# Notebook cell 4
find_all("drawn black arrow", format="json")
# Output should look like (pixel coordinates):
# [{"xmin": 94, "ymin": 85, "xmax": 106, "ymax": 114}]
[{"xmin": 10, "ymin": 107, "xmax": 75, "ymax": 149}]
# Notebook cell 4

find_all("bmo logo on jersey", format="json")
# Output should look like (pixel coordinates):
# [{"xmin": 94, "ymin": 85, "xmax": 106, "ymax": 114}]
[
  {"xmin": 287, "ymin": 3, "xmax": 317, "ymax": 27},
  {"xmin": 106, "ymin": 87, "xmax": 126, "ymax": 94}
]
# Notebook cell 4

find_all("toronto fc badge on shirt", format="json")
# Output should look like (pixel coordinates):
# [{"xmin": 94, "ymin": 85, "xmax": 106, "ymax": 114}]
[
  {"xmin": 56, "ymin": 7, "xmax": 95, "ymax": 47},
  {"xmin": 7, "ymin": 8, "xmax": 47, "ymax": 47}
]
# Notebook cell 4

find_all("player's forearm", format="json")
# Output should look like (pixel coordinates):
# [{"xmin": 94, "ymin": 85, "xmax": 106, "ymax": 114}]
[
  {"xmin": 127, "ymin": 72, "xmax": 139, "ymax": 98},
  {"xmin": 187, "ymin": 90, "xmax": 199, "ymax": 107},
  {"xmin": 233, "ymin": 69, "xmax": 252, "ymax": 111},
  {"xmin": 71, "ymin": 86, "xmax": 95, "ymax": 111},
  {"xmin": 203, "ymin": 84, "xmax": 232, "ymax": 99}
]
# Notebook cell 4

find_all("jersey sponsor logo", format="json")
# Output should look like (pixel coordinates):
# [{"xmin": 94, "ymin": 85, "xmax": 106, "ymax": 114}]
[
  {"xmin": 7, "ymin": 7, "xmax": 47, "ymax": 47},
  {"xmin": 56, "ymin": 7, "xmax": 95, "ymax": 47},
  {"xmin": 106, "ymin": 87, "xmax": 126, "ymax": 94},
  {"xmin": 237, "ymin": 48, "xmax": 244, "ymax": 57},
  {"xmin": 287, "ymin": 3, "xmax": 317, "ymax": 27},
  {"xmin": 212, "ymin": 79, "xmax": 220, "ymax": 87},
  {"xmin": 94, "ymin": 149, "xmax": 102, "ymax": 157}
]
:::
Print all of the entries above again, line for line, with nothing changed.

:: Result of the task ::
# Notebook cell 4
find_all("drawn black arrow", format="json")
# Output should look like (pixel coordinates):
# [{"xmin": 94, "ymin": 85, "xmax": 106, "ymax": 114}]
[{"xmin": 10, "ymin": 107, "xmax": 75, "ymax": 149}]
# Notebook cell 4

find_all("bmo logo on jersey", format="json")
# Output should look like (pixel coordinates):
# [{"xmin": 94, "ymin": 85, "xmax": 106, "ymax": 114}]
[
  {"xmin": 287, "ymin": 3, "xmax": 317, "ymax": 27},
  {"xmin": 106, "ymin": 87, "xmax": 126, "ymax": 94}
]
# Notebook cell 4

find_all("toronto fc badge on shirt", format="json")
# Output should look like (pixel coordinates):
# [{"xmin": 94, "ymin": 85, "xmax": 106, "ymax": 114}]
[
  {"xmin": 56, "ymin": 7, "xmax": 95, "ymax": 47},
  {"xmin": 7, "ymin": 8, "xmax": 47, "ymax": 47}
]
# Notebook cell 4

find_all("player's forearm", format="json")
# Output should look like (pixel coordinates):
# [{"xmin": 94, "ymin": 85, "xmax": 106, "ymax": 114}]
[
  {"xmin": 127, "ymin": 72, "xmax": 139, "ymax": 98},
  {"xmin": 187, "ymin": 90, "xmax": 199, "ymax": 107},
  {"xmin": 233, "ymin": 69, "xmax": 252, "ymax": 111},
  {"xmin": 71, "ymin": 86, "xmax": 95, "ymax": 111},
  {"xmin": 203, "ymin": 84, "xmax": 232, "ymax": 99}
]
# Notebook cell 4

find_all("jersey sponsor logo", format="json")
# Output should look like (pixel coordinates):
# [{"xmin": 94, "ymin": 85, "xmax": 106, "ymax": 114}]
[
  {"xmin": 7, "ymin": 7, "xmax": 47, "ymax": 47},
  {"xmin": 56, "ymin": 7, "xmax": 95, "ymax": 47},
  {"xmin": 106, "ymin": 87, "xmax": 126, "ymax": 94},
  {"xmin": 237, "ymin": 48, "xmax": 244, "ymax": 57},
  {"xmin": 287, "ymin": 3, "xmax": 317, "ymax": 27},
  {"xmin": 212, "ymin": 79, "xmax": 220, "ymax": 87},
  {"xmin": 94, "ymin": 149, "xmax": 102, "ymax": 157}
]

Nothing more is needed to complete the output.